**Schriftliche Aufgabe:** Können Sie aus dem Text zum Opferentschädigungsgesetz den Abschnitt von „Die Kläger sind“ bis „dem Vorfall befragt.“ wörtlich herausschreiben?
━━━━━ Vorliegender Text ━━━━━
Gründe:
I
Streitig ist die Zuerkennung verschiedener Versorgungsleistungen an die Kläger nach dem Opferentschädigungsgesetz (
OEG) in Verbindung mit dem Bundesversorgungsgesetz.
Die Kläger sind die Eltern des am 23.9.1991 geborenen und am 19.2.1997 unter bisher nicht vollständig aufgeklärten Umständen
in dem Fluss N. ertrunkenen F.. Insbesondere ist nicht vollständig geklärt, wie F. in den Hochwasser führenden Fluss geraten
ist. Die Kläger machen geltend, er sei von dem am 23.8.1992 geborenen Y. in den Fluss gestoßen worden.
Im Zuge der polizeilichen Ermittlungen wurden von verschiedenen Beamten mehrere Kinder vernommen, die Y. und F. auf bzw in
der Nähe einer Brücke über die N. gesehen hatten. Ferner wurden der Bruder sowie die Mutter von Y. über dessen Äußerungen
nach dem Vorfall befragt.
Die im Juni 1998 von den Klägern gestellten Versorgungsanträge lehnte das beklagte Land mit Bescheiden vom 20.3.2000 und 31.3.2000
in der Gestalt der Widerspruchsbescheide vom 29.8.2000 und 6.9.2000 ab, weil ein vorsätzlich tätlicher Angriff auf F. nicht
feststellbar nachgewiesen sei. Es sei nicht bewiesen, dass Y. den F. gewaltsam und in feindlicher Absicht in den Fluss geschubst
habe.
━━━━━ Bereitgestellte Daten ━━━━━
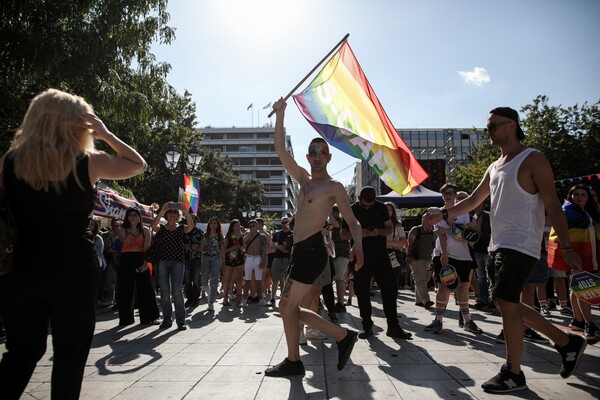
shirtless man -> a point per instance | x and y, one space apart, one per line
318 193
━━━━━
**Fertige Antwort:**
Die Kläger sind die Eltern des am 23.9.1991 geborenen und am 19.2.1997 unter bisher nicht vollständig aufgeklärten Umständen
in dem Fluss N. ertrunkenen F.. Insbesondere ist nicht vollständig geklärt, wie F. in den Hochwasser führenden Fluss geraten
ist. Die Kläger machen geltend, er sei von dem am 23.8.1992 geborenen Y. in den Fluss gestoßen worden.
Im Zuge der polizeilichen Ermittlungen wurden von verschiedenen Beamten mehrere Kinder vernommen, die Y. und F. auf bzw in
der Nähe einer Brücke über die N. gesehen hatten. Ferner wurden der Bruder sowie die Mutter von Y. über dessen Äußerungen
nach dem Vorfall befragt.